Rewrite the rows below, replacing "tree foliage" with "leafy branches" and leaving everything else unchanged.

((

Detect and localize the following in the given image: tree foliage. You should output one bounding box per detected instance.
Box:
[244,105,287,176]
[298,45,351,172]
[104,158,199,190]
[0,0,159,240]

))

- [RESPONSE TO THE EXERCISE]
Detect and localize the following in the given image: leafy branches. You should output one bounding box per detected instance.
Box:
[244,105,287,176]
[298,45,351,172]
[104,158,199,190]
[0,0,159,240]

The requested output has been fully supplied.